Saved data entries
>>>
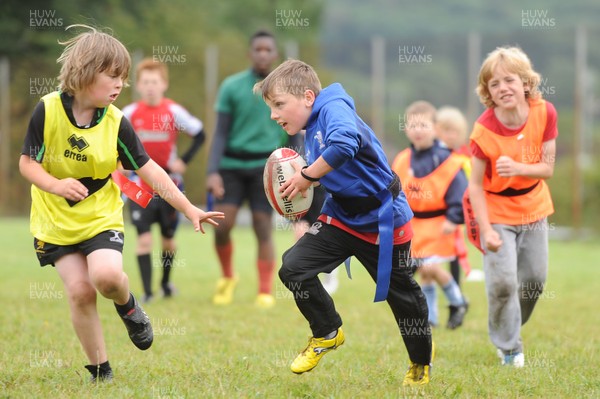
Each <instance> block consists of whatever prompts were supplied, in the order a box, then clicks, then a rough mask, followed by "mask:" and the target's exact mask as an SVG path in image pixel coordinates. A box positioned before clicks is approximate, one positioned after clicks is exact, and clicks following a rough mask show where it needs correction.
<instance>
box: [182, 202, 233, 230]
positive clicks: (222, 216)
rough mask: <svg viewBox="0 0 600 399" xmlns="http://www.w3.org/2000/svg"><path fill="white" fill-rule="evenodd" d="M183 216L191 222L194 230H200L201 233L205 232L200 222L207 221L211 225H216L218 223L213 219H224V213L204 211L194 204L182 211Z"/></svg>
mask: <svg viewBox="0 0 600 399" xmlns="http://www.w3.org/2000/svg"><path fill="white" fill-rule="evenodd" d="M184 214H185V217H186V218H188V219H189V220H190V222H192V224H193V225H194V231H201V232H202V234H204V233H205V231H204V227H203V226H202V223H209V224H212V225H213V226H218V225H219V223H217V222H216V221H214V220H213V218H214V219H224V218H225V214H224V213H223V212H204V211H203V210H202V209H200V208H196V207H195V206H193V205H192V206H191V207H189V208H188V209H186V211H185V212H184Z"/></svg>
<<<
■ Task brief: Find each line in the records above that contains the string "xmlns", and copy those lines out in full.

■ Written answer:
rough mask: <svg viewBox="0 0 600 399" xmlns="http://www.w3.org/2000/svg"><path fill="white" fill-rule="evenodd" d="M183 216L191 222L194 230H200L201 233L205 232L200 222L207 221L211 225H216L218 223L213 219H224V213L204 211L194 204L182 211Z"/></svg>
mask: <svg viewBox="0 0 600 399" xmlns="http://www.w3.org/2000/svg"><path fill="white" fill-rule="evenodd" d="M184 214H185V217H186V218H188V219H189V220H190V222H192V224H193V225H194V231H201V232H202V234H204V233H205V231H204V227H203V226H202V223H209V224H212V225H213V226H218V225H219V223H217V222H216V221H214V220H213V218H214V219H224V218H225V214H224V213H223V212H204V211H203V210H202V209H200V208H196V207H195V206H193V205H192V206H191V207H189V208H188V209H186V211H185V212H184Z"/></svg>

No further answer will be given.